It’s Difficult To Swallow Some of Daley’s Tactics


The way the Chicago City Council on May 14, under the stern and approving eye of Mayor Daley, lifted the ban on selling foie gras in restaurants, really sticks in my craw.

Foie gras, literally “fat liver” in French, is the fattened liver of a goose or duck. It is controversial because its production requires force-feeding the birds for a couple of weeks before slaughter, thereby swelling their livers to many times their normal size. While sticking a tube down a bird’s throat a few times a day sounds cruel to me, I am not arguing for the ban sponsored by Ald. Joe Moore (49th), just the way it was so abruptly overturned.

After all, if the City Council were to widely apply the animal cruelty criteria it used to ban foie gras, restaurants would hardly be allowed to serve any meat, since calves raised for veal often spend their lives in crates and most cattle are unnaturally fattened for market. Even egg-laying hens are caged. And seeing how they bang at the lid of the pot, lobsters must feel something as they are boiled alive.

The foie gras ban was enacted in April 2006 by a vote of 48-1 as part of an omnibus bill. Daley criticized it then, and restaurants got around it by giving away the foie gras on expensive salads or calling it something else. The ban didn’t even affect most people, who cannot afford the pricey delicacy. I’m told it it is delicious, and while I am all for improving the taste of liver, which turns my stomach, the mayor’s penchant for overlooking the democratic process is what I find most upsetting.

Aren’t we all feeling a little like foie gras geese this year, getting one thing after another shoved down our throats? First taxes, now this, and remember to open wide for the Children’s Museum in Grant Park. We’ll probably see more of the same tactics when the Council takes up that controversial issue in June.

**Information shown:**
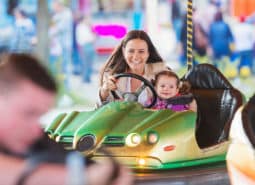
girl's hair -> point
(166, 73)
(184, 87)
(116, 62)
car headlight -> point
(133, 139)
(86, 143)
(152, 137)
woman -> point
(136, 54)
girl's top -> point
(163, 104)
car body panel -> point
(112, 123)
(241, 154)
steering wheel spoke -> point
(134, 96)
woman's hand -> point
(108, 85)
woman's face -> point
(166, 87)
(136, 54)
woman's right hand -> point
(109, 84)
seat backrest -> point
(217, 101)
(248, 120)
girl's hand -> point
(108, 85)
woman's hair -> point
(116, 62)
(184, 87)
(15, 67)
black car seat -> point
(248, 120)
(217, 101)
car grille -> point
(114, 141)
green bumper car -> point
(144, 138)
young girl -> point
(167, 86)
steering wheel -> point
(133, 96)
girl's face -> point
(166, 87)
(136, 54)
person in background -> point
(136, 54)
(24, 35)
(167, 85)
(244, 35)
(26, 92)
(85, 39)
---
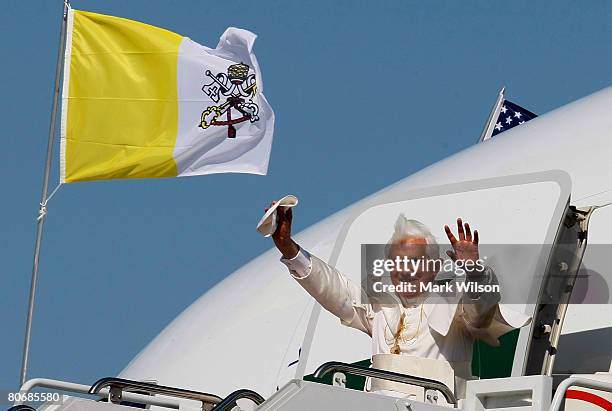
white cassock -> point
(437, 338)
---
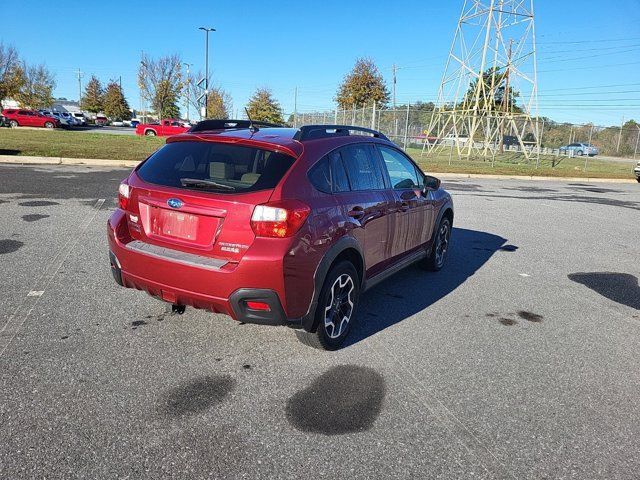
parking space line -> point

**Stated exercise A:** Print the passage from the foie gras column from "The foie gras ban" up to and including "find most upsetting.".
**Stated exercise B:** Carry on the column about the Chicago foie gras ban from the point where it stops.
The records play no part in the work here.

**Expected output A:**
The foie gras ban was enacted in April 2006 by a vote of 48-1 as part of an omnibus bill. Daley criticized it then, and restaurants got around it by giving away the foie gras on expensive salads or calling it something else. The ban didn’t even affect most people, who cannot afford the pricey delicacy. I’m told it it is delicious, and while I am all for improving the taste of liver, which turns my stomach, the mayor’s penchant for overlooking the democratic process is what I find most upsetting.

**Expected output B:**
Daley’s penchant for not following rules goes back at least to 2003, when in a hurry to move ahead with his plans to redevelop Meigs Field, he ordered private crews to destroy the airport runway at night, without notifying the Federal Aviation Administration or the owners of 16 airplanes parked there. He said then that Meigs Field was only used by rich people, but maybe getting foie gras back on menus is their payback. And he did it faster, in about four minutes.

Ald. Tom Tunney (44th), a restaurateur, brought the  ordinance out of committee and called for a vote without debate. I don’t think his Ann Sather restaurants serve foie gras, so he won’t benefit from lifting the ban. But seeing Daley on the dais sternly ordering the vote to continue over the shouted objections of  Moore, who just wanted the usual procedure to be followed, was not the mayor’s finest moment. At least he didn’t shut off Moore’s microphone, but calling him Joe “foie gras” Moore” after the 37-6 vote was catty.

Apparently, parliamentary rules allow the City Council’s quick action, but that doesn’t make it right. The end does not always justify the means.

Maybe in Daley’s world travels drumming up support for Chicago’s bid for the 2016 Olympics, he took a liking to how the People’s Republic of China conducts its government business. Obviously, having authoritarian rulers didn’t stop Beijing from getting the Olympics this year.

But he and the aldermen should remember Moore’s advice, that “what happened to me today could happen to you tomorrow.” Maybe when the Children’s Museum case is decided in court.